> TASK OBJECTIVE: Reproduce the records below with every "Query" replaced by "Target" and everything else unchanged. Leave the pictures out of your answer.
-.-.-
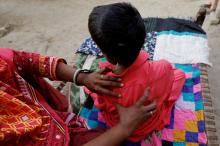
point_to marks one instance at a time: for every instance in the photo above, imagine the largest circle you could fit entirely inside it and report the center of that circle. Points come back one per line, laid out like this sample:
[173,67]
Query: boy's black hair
[118,29]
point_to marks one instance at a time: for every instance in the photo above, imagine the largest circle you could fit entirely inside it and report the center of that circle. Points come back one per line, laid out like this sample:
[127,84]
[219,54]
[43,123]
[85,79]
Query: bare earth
[58,27]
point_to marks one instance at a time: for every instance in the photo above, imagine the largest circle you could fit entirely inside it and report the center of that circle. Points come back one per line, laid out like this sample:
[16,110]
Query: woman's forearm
[111,137]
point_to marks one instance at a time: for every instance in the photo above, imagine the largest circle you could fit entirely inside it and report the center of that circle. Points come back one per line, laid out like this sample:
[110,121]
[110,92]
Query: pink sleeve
[161,80]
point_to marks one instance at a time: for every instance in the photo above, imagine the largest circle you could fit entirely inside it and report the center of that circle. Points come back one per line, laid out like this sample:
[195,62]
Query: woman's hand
[132,117]
[100,83]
-.-.-
> SOLUTION TO THIS TASK:
point_to marks one instance at a time: for every instance in the photo above, imagine the largest circle you could fit entirely inside it and report the center of that circle. Points come back one per line, laid out like this sample:
[173,67]
Target: boy's black hair
[118,29]
point_to marks one instance at a time: for every instance in the photo above, imagine the largest circle you could fit entirely inside it and report the center of that circle. Points come back one per line, laid out like this sample:
[127,84]
[219,54]
[43,123]
[85,79]
Target: bare earth
[58,27]
point_to marks one instance at a time: for every instance in the photo above, imagine the largest circle you could fit entirely inside it and report the center of that circle. Points come back one per line, laid out like this sample:
[16,110]
Target: woman's forearm
[111,137]
point_to marks one instance at a time: for every instance in the photo above, imagine the largest circle you could fit entirely inside it and report the center of that circle. Points come back one per line, laid out like this sample:
[110,121]
[110,92]
Target: pink sleeve
[161,80]
point_to marks one instance at a time: for every instance in the photo above, imagine the largest circle you could fit entirely inside it and report the center of that circle. Points come back one per line, laid out like this sample:
[195,62]
Target: woman's hand
[132,117]
[100,83]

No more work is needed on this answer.